EXERCICE PROPOSÉ — Recopiez sans rien changer le passage de l'extrait ci-dessous sur le projet visant l'IRSN, en commençant par « Un an après » et en allant jusqu'à « sûreté nucléaire (ASN). ».

EXTRAIT À LIRE —
· · · · ·

Un an après l'annonce par Emmanuel Macron de son projet de relance du nucléaire français, l'heure est aux premiers remous. Les salariés de l'Institut de radioprotection et sûreté nucléaire (IRSN), expert de tous les risques radiologiques, étaient appelés à la grève, lundi 20 février. Ils protestent contre la disparition annoncée de leur institution, dans le cadre d'un projet du gouvernement qui fondrait ses attributions et ses salariés dans plusieurs autres organes, principalement l'Autorité de sûreté nucléaire (ASN).

Cette intention, dévoilée à la surprise générale le 8 février, pourrait se concrétiser dès la fin du mois. Les patrons des institutions impliquées avaient jusqu'à lundi pour rendre au gouvernement une "méthode de travail" pour mener à bien cette refonte. Mais ce projet de modification de la surveillance des risques nucléaires, salué par le patron de l'ASN, inquiète certains parlementaires, experts et anciens de l'IRSN. Franceinfo vous explique pourquoi.

· · · · ·

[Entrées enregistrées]
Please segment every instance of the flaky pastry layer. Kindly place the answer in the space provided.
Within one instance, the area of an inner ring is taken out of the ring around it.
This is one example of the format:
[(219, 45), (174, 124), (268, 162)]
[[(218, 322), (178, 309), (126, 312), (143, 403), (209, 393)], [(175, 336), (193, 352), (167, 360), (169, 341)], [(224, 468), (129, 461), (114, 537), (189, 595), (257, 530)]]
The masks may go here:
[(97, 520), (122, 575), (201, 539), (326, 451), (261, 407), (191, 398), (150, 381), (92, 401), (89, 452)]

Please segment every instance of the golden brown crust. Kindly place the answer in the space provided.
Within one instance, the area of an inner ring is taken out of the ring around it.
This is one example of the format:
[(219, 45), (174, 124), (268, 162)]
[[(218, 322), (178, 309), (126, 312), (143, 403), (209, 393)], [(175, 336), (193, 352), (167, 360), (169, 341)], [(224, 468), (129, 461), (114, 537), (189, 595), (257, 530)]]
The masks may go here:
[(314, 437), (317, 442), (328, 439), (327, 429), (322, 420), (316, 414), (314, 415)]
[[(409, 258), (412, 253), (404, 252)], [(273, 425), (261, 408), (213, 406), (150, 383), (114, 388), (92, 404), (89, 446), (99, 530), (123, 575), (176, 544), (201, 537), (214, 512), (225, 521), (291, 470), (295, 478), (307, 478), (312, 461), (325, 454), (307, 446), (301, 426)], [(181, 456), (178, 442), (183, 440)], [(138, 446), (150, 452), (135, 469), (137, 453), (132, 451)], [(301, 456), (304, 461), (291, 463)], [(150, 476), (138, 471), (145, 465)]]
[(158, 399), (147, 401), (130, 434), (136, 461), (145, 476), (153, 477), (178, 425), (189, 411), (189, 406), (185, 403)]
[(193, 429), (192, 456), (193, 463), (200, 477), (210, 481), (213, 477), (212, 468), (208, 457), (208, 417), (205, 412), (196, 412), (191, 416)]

· · · · ·

RÉPONSE COMPLÈTE —
Un an après l'annonce par Emmanuel Macron de son projet de relance du nucléaire français, l'heure est aux premiers remous. Les salariés de l'Institut de radioprotection et sûreté nucléaire (IRSN), expert de tous les risques radiologiques, étaient appelés à la grève, lundi 20 février. Ils protestent contre la disparition annoncée de leur institution, dans le cadre d'un projet du gouvernement qui fondrait ses attributions et ses salariés dans plusieurs autres organes, principalement l'Autorité de sûreté nucléaire (ASN).